--- Task details ---
In the entries that follow, the lines from the one with "Need: for every instance of the green shade" through the one with "Target: terracotta pot" are the ones to write out, exactly and with both ends included. Nothing else should appear.

--- Supplied data ---
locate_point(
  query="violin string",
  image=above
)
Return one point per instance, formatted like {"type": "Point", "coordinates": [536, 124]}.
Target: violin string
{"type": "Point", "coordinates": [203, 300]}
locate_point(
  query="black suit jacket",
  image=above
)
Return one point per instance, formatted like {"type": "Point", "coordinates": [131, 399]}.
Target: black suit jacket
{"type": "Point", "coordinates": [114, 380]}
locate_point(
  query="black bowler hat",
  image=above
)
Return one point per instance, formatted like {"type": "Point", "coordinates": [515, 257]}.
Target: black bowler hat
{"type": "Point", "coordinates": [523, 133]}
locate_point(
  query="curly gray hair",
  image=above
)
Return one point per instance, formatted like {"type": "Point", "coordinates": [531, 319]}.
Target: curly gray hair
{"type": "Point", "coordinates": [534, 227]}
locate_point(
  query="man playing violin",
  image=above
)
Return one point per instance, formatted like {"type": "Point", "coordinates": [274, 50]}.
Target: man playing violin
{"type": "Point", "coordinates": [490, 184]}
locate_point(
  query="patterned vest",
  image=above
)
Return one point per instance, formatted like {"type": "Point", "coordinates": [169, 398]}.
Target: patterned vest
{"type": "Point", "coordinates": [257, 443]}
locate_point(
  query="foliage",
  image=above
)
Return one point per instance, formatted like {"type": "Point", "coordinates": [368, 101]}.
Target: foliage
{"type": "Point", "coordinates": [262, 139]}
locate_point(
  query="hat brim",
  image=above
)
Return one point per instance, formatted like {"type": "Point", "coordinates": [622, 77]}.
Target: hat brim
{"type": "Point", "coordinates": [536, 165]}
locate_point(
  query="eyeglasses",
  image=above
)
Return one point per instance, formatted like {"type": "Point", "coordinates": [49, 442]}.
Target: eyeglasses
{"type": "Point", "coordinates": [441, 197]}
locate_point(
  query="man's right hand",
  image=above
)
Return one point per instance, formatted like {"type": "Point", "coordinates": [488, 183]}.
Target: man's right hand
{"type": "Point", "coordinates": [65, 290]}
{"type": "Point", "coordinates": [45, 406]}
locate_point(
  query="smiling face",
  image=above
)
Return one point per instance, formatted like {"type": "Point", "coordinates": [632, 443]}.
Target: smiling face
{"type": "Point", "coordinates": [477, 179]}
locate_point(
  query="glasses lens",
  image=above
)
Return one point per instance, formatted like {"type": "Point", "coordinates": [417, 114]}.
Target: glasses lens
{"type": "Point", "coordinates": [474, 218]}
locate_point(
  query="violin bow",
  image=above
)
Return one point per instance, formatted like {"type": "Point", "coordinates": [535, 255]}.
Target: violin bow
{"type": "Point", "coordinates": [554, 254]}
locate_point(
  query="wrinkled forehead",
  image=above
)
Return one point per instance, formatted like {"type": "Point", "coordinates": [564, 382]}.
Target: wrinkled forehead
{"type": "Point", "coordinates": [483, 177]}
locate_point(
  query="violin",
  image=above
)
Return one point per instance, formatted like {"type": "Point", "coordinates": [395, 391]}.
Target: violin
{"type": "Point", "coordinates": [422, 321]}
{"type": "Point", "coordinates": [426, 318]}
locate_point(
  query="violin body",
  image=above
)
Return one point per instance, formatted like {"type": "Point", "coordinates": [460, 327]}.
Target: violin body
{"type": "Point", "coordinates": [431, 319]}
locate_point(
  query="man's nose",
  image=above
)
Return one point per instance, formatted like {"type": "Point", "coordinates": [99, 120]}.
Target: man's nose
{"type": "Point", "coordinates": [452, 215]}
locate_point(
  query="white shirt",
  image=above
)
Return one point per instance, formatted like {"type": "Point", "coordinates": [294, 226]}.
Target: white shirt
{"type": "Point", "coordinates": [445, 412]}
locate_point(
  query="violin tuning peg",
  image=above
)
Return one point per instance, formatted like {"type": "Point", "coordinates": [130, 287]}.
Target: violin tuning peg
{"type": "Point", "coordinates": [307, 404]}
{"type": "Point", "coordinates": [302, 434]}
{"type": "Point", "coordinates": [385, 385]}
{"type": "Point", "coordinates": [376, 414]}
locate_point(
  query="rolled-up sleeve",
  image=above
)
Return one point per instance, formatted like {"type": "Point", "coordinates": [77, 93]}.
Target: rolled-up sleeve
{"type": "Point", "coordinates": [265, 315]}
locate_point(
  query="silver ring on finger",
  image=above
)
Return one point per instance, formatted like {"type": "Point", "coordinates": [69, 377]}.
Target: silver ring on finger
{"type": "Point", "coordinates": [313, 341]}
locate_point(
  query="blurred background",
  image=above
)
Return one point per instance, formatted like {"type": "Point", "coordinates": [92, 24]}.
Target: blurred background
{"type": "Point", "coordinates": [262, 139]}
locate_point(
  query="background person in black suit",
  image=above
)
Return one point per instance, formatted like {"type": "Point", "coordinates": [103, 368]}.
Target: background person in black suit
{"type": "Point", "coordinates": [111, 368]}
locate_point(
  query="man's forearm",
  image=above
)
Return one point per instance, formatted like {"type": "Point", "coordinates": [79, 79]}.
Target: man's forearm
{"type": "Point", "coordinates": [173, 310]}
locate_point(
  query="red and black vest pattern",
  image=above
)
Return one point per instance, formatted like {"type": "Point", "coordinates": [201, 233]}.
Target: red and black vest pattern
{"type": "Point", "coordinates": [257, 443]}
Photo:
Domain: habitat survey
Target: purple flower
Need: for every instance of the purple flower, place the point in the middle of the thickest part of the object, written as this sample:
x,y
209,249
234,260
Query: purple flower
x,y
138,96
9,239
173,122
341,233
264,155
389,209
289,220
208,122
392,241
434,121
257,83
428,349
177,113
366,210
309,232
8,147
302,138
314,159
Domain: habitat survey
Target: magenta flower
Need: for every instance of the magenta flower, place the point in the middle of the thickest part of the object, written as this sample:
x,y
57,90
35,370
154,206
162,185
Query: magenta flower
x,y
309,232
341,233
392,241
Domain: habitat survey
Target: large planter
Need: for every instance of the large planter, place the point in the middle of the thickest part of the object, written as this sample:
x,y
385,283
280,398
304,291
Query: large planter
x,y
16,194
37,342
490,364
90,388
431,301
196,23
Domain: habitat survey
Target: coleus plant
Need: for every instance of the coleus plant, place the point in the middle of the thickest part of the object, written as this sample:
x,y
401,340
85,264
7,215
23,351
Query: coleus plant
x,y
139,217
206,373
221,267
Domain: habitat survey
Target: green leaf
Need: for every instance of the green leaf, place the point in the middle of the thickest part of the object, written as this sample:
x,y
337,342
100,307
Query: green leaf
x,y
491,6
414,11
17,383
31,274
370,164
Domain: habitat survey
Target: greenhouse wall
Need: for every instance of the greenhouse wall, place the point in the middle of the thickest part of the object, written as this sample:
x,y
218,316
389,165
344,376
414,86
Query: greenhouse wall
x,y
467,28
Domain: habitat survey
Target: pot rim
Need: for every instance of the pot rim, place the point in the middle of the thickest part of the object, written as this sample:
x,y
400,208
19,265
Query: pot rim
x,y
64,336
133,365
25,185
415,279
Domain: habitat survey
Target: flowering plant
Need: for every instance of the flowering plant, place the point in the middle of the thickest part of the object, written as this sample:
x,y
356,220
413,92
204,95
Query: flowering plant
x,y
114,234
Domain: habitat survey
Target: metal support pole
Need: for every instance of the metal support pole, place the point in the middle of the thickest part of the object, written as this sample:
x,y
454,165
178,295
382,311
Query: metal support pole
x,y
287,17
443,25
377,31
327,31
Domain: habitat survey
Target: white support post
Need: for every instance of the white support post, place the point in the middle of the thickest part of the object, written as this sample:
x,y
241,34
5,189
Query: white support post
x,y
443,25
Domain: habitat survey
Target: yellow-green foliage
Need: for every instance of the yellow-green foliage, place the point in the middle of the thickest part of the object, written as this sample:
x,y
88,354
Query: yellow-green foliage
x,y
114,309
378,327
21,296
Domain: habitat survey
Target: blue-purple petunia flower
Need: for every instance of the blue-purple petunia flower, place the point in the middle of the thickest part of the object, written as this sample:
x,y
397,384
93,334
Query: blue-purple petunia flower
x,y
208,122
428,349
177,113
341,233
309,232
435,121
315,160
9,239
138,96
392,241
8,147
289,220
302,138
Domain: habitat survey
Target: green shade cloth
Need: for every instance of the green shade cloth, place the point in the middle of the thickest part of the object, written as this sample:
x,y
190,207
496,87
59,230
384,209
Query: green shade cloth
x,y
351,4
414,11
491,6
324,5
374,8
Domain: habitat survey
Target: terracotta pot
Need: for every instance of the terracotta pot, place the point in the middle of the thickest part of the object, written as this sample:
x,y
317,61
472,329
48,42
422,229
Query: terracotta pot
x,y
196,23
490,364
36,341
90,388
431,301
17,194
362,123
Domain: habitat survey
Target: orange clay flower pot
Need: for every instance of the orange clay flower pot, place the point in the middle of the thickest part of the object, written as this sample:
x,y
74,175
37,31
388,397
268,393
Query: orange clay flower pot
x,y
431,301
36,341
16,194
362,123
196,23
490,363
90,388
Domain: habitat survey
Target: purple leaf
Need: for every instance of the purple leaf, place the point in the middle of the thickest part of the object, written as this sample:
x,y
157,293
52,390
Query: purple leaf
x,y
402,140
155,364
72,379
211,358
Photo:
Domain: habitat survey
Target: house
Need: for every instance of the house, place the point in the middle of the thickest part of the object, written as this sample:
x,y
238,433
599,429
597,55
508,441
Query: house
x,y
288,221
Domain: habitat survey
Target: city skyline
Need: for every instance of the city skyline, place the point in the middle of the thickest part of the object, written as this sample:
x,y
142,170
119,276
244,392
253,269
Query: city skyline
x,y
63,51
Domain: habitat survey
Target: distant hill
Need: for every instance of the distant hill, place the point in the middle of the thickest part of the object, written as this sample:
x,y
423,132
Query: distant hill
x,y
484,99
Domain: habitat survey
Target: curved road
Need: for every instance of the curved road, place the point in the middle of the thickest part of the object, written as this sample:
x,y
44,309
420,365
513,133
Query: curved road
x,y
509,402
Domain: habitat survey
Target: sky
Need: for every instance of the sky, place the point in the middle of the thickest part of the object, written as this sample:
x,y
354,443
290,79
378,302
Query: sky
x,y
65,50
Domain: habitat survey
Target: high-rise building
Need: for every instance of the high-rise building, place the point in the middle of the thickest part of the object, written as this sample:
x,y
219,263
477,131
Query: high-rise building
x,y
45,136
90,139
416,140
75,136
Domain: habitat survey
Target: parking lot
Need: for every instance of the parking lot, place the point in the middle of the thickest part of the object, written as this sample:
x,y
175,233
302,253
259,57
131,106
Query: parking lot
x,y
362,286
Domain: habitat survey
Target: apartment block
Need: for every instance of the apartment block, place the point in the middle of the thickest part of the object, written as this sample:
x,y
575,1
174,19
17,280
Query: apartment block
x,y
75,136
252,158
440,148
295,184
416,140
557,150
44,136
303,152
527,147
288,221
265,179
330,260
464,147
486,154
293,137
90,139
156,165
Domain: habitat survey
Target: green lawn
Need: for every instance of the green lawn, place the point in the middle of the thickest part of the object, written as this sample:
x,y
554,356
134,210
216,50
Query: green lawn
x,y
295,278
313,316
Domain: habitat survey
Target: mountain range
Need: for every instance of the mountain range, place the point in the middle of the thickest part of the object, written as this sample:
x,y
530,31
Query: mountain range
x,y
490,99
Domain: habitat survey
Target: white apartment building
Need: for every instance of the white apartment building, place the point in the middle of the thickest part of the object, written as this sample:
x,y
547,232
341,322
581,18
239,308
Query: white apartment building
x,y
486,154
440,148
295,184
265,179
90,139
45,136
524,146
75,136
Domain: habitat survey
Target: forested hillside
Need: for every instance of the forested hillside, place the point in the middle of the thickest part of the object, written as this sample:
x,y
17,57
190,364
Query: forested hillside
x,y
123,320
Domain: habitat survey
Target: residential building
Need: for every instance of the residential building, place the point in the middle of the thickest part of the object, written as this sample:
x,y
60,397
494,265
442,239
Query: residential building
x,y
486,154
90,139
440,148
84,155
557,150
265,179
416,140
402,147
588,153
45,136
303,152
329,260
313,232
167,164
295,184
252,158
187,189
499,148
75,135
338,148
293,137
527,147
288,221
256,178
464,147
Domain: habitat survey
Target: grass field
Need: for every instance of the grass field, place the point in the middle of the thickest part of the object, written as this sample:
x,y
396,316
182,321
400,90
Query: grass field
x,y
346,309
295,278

--- Answer to the problem ---
Need: for every instance of the green shade cloth, place the point in the middle of the thickest part of the object, written as this sample:
x,y
190,207
496,87
59,230
384,209
Query: green shade cloth
x,y
351,4
414,11
491,6
324,5
374,8
Domain: habitat survey
Target: terracotta pot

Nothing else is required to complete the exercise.